[start Data in this exercise]
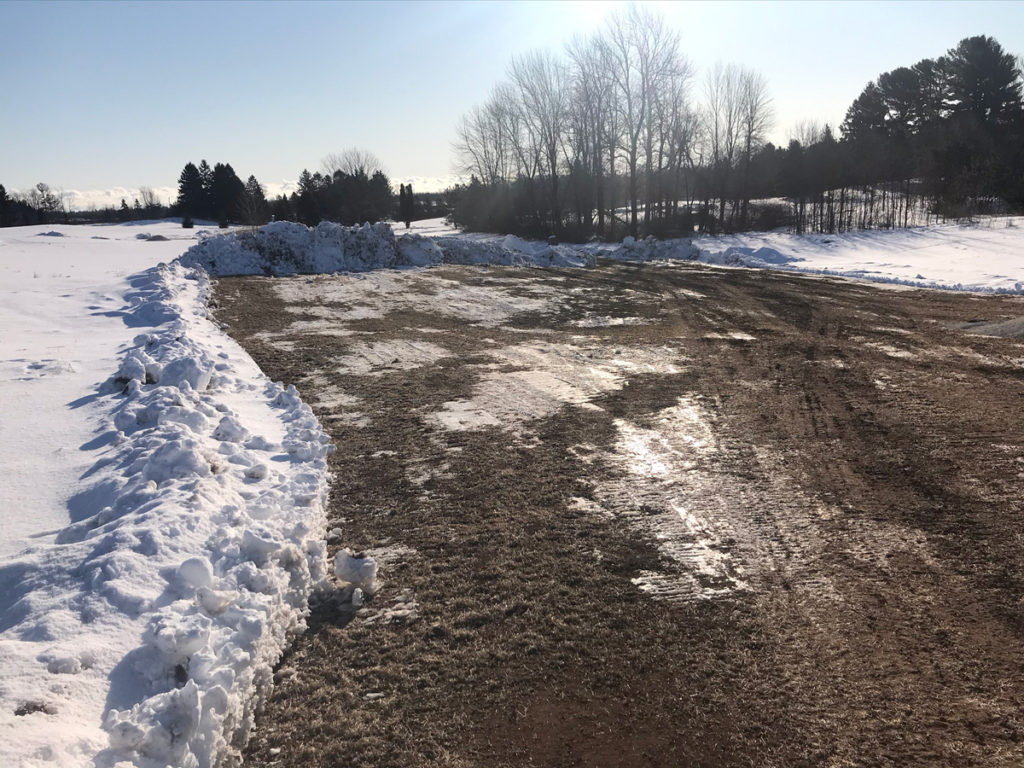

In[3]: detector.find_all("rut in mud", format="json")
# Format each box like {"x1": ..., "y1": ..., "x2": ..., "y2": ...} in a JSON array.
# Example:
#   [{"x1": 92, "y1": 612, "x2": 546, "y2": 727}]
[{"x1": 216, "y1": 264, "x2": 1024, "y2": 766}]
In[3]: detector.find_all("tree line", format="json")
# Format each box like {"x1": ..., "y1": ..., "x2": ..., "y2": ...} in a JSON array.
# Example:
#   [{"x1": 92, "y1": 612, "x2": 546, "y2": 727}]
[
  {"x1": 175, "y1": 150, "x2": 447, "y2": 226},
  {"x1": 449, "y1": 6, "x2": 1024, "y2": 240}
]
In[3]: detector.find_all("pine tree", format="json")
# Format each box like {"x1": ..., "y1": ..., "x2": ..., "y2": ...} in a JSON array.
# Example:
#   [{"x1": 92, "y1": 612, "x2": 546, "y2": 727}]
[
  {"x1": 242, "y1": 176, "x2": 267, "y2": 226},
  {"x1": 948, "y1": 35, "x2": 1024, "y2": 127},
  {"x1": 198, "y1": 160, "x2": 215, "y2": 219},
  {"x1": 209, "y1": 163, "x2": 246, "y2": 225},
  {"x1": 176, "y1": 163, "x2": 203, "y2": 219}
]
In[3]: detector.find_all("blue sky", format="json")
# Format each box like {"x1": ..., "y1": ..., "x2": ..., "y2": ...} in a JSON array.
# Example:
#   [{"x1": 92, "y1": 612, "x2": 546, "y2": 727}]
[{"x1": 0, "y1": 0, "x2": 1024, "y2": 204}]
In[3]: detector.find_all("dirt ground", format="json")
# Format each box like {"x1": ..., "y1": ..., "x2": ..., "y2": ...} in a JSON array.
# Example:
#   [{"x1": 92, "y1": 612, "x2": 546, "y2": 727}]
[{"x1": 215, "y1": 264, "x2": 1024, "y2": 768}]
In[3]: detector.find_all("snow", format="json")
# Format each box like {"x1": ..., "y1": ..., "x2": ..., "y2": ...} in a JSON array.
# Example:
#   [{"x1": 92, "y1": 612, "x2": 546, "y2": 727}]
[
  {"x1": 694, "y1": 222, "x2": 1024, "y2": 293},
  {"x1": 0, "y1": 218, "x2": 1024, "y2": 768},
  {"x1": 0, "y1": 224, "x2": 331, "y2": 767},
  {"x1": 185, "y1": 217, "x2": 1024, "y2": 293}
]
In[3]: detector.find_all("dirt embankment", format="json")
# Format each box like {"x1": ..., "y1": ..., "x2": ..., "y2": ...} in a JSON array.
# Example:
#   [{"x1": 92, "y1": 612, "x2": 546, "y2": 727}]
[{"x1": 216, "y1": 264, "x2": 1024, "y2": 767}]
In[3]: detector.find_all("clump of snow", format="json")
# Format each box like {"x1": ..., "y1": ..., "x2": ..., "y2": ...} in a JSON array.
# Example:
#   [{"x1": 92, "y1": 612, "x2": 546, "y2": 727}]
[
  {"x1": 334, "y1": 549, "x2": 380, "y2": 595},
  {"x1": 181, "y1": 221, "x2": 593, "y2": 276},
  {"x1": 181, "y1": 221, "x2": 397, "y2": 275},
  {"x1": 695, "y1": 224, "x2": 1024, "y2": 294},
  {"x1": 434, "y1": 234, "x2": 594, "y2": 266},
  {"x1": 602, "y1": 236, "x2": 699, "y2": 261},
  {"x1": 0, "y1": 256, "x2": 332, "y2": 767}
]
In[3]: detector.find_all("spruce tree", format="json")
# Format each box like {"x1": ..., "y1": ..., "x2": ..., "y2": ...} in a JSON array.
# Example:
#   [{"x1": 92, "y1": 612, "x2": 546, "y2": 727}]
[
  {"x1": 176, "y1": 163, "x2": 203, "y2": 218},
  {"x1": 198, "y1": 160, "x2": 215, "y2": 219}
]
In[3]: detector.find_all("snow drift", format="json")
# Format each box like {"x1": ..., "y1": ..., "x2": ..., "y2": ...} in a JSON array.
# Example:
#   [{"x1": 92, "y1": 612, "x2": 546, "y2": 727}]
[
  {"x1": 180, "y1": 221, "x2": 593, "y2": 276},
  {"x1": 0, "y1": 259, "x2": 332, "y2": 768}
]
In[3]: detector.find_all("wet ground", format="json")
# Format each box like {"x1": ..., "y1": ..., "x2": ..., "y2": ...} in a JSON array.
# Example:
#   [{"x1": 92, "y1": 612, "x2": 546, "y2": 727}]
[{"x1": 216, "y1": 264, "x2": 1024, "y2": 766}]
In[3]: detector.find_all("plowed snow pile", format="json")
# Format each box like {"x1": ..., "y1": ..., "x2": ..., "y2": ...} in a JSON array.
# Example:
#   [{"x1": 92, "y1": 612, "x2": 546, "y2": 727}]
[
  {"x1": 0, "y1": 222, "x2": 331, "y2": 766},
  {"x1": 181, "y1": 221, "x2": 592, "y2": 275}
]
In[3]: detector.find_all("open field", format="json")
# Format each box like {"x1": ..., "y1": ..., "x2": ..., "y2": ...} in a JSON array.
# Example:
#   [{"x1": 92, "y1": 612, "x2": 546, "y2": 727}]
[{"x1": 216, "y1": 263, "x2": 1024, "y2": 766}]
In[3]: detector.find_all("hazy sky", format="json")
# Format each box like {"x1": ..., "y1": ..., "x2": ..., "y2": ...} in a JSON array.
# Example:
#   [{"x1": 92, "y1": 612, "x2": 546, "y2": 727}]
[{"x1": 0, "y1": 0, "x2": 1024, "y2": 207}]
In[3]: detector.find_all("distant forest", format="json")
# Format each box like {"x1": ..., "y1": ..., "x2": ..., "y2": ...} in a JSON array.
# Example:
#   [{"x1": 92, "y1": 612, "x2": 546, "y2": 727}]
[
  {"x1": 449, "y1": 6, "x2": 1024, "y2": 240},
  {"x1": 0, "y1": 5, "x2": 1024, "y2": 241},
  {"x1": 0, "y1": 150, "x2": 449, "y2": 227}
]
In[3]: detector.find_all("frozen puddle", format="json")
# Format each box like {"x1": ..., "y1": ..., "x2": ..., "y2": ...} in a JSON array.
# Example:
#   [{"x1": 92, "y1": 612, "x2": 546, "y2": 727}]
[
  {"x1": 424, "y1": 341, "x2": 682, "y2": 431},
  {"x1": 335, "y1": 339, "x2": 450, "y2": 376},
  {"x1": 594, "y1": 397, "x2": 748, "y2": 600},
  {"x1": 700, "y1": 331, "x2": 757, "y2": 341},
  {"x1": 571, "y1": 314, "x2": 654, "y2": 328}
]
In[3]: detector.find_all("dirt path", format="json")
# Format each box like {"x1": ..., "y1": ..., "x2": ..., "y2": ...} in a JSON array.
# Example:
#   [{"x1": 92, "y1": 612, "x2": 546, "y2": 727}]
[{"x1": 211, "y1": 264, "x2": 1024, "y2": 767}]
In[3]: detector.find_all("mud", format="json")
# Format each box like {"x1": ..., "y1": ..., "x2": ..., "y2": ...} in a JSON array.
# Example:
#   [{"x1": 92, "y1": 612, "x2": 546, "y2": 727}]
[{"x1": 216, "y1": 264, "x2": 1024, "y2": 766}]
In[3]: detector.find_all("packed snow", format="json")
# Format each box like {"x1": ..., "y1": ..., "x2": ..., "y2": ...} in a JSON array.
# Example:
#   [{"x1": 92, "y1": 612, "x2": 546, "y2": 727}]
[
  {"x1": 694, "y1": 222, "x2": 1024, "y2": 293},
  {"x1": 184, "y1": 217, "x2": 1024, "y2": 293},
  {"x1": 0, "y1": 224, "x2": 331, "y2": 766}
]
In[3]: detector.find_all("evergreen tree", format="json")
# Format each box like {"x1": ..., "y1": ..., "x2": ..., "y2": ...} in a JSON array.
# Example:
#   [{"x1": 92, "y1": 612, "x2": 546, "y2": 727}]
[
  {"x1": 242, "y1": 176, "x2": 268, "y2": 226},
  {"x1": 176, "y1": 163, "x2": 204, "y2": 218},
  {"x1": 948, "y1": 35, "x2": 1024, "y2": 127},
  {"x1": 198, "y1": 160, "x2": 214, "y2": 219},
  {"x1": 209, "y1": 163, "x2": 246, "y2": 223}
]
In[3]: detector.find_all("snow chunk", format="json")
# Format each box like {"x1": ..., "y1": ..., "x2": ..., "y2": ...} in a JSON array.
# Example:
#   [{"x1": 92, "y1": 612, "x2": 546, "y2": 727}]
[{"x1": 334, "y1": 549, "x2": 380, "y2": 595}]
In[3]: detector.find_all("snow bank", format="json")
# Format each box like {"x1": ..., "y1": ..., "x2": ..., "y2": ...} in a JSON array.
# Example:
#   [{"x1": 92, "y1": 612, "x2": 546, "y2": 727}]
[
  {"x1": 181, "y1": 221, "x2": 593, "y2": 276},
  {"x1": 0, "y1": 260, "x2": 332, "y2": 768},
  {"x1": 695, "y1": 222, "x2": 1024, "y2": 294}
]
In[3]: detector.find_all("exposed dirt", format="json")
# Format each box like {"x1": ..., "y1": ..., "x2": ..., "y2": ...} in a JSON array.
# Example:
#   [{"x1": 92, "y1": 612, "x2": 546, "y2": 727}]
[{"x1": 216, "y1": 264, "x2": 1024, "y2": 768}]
[end Data in this exercise]
[start Data in this exercise]
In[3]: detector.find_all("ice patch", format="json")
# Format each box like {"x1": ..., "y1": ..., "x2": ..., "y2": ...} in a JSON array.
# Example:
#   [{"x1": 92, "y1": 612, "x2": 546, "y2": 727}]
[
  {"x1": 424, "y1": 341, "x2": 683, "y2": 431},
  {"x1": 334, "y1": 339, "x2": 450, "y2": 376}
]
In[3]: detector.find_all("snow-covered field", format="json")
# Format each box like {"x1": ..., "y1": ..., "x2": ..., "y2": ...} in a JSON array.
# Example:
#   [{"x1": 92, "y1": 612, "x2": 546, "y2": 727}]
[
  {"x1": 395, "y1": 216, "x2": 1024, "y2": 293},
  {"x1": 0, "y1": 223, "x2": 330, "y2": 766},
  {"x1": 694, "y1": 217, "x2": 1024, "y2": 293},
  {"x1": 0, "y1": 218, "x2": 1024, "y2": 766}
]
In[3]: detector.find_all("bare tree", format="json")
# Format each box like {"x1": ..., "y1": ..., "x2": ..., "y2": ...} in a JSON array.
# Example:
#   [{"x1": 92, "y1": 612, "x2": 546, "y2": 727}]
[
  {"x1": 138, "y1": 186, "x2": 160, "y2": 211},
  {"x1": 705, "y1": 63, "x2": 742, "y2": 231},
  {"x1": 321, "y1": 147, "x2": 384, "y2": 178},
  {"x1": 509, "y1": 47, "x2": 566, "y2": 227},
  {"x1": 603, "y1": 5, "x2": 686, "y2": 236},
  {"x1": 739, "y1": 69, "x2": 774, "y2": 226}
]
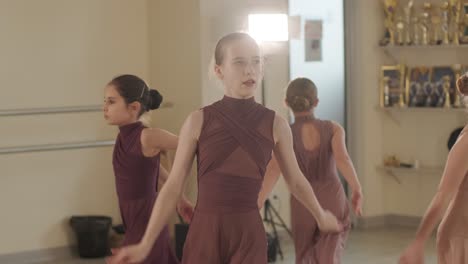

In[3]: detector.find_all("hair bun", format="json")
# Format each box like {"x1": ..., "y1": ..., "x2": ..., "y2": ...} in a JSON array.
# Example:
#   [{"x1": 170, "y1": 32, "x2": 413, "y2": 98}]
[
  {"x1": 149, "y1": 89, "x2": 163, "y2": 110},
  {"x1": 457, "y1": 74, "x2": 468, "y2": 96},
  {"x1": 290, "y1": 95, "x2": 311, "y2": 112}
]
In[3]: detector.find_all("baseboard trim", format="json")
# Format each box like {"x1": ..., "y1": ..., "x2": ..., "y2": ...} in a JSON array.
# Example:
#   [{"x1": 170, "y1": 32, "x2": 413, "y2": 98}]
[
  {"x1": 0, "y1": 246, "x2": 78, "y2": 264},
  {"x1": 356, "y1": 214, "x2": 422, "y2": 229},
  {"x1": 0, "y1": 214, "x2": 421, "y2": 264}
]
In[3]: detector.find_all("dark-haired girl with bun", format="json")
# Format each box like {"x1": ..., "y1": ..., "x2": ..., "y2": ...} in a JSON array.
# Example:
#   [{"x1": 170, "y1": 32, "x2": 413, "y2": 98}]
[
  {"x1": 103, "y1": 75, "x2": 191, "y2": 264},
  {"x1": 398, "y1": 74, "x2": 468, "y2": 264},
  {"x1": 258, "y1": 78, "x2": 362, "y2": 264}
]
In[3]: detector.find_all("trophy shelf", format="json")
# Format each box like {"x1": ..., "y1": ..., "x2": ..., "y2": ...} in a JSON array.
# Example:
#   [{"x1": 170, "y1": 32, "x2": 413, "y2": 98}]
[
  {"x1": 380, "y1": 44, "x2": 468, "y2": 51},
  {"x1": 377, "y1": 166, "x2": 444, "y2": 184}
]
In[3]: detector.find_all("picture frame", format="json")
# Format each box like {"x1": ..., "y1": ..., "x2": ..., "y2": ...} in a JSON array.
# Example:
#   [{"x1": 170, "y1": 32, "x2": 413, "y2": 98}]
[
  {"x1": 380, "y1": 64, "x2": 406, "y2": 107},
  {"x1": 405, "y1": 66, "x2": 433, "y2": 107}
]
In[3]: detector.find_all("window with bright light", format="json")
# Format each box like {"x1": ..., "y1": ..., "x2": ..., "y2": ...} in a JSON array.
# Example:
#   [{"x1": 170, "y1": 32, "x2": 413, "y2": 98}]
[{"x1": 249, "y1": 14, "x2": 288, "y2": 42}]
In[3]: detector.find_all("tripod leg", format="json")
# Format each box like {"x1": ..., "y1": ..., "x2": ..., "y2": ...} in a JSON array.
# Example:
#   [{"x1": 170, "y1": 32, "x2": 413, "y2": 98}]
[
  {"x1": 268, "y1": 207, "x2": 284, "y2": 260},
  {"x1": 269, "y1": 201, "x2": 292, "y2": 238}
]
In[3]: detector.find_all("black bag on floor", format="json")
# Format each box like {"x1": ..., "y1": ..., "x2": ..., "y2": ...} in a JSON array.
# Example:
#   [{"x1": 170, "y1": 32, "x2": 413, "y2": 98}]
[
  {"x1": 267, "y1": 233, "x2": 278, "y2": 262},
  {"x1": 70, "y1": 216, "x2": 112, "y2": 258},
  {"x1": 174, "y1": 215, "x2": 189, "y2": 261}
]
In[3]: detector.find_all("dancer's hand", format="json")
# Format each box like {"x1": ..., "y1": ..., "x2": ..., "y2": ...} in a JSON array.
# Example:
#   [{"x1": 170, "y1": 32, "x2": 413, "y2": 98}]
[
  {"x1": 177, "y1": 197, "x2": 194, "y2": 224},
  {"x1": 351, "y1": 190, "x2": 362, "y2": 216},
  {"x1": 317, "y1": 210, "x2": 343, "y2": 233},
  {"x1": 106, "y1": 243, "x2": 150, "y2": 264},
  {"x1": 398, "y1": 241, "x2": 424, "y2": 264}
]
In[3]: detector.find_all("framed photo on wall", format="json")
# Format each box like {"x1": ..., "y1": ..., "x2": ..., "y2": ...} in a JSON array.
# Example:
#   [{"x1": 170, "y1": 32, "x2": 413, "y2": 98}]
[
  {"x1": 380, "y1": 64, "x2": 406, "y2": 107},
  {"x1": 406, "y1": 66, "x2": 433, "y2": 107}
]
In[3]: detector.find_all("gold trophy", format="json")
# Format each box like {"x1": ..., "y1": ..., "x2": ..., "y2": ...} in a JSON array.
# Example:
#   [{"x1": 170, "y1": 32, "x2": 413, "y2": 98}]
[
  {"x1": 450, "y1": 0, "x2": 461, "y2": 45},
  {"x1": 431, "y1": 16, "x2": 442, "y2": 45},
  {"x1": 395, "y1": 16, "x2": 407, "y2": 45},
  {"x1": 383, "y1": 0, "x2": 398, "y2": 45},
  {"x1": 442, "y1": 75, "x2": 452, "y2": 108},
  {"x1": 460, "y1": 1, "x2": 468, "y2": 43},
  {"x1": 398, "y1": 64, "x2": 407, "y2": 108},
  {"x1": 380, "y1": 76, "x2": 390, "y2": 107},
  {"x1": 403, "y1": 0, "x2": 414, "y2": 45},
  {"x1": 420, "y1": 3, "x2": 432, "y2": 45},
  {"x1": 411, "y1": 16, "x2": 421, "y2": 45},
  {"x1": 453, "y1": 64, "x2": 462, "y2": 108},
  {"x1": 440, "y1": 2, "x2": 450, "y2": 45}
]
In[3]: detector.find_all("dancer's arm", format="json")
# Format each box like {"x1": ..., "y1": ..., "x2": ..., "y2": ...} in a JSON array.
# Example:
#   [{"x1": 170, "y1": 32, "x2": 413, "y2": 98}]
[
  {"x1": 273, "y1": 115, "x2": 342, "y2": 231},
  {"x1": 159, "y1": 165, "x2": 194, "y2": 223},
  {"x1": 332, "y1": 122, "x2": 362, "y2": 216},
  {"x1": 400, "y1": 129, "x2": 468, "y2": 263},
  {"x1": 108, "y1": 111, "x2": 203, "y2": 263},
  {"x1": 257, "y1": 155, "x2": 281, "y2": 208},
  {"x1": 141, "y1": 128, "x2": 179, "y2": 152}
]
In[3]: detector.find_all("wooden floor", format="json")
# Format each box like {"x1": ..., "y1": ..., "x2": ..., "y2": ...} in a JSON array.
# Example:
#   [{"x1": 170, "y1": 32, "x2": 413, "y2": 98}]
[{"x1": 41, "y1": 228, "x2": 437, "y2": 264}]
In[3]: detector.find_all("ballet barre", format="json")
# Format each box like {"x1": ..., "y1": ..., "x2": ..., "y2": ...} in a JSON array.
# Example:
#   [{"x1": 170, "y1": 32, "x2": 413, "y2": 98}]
[end Data in this exercise]
[start Data in this exercise]
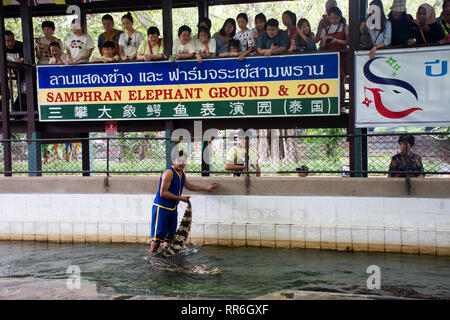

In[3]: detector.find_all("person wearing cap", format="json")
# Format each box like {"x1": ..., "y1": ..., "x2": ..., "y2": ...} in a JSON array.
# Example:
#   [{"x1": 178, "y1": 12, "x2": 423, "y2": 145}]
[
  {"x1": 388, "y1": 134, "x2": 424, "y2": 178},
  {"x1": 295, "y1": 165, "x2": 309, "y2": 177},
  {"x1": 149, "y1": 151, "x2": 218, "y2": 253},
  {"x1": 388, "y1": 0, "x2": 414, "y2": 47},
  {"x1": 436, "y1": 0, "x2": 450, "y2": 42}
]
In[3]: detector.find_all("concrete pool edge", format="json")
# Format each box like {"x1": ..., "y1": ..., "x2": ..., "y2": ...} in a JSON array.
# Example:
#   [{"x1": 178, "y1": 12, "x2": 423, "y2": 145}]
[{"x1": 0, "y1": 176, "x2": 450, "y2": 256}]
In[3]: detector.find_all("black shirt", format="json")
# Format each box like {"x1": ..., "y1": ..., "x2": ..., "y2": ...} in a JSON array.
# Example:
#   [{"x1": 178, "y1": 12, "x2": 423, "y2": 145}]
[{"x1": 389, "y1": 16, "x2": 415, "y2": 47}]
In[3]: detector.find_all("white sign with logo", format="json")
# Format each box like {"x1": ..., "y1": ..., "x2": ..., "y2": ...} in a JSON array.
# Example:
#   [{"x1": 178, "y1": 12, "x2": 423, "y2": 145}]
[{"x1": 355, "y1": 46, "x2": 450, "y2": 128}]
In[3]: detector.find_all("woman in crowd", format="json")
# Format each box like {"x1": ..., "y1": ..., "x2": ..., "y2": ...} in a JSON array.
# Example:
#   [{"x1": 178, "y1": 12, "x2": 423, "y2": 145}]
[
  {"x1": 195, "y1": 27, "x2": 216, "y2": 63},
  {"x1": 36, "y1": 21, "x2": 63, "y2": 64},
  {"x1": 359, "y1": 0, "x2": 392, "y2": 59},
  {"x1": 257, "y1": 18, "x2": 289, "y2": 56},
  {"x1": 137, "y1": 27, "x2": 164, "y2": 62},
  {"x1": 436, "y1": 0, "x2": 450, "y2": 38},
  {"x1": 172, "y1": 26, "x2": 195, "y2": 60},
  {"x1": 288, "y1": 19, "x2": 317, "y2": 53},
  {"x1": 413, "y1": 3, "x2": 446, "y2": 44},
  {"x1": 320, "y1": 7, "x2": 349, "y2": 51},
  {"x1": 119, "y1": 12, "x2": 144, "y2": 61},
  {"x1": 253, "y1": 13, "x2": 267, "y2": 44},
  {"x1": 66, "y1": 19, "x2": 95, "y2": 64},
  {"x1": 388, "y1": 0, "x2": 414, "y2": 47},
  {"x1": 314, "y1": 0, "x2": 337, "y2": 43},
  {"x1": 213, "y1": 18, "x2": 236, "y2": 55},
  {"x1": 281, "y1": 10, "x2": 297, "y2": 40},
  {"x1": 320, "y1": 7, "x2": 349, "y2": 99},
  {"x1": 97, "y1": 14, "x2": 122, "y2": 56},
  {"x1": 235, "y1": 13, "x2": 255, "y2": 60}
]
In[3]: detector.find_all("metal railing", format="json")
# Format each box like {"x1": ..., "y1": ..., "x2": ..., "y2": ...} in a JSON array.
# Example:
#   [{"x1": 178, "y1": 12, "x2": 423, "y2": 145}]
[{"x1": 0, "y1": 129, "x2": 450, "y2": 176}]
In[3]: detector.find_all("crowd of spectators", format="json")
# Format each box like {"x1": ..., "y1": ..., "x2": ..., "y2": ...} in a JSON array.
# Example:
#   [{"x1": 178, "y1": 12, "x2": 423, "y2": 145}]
[end Data in this exercise]
• **The exercise**:
Collect each line of the records above that contains the word "dirt" and copy it.

• **Completed exercise**:
In[3]: detector.find_all("dirt ground", format="json")
In[3]: detector.find_all("dirt embankment", format="json")
In[3]: detector.find_all("dirt path", format="json")
In[3]: detector.find_all("exposed dirt", format="json")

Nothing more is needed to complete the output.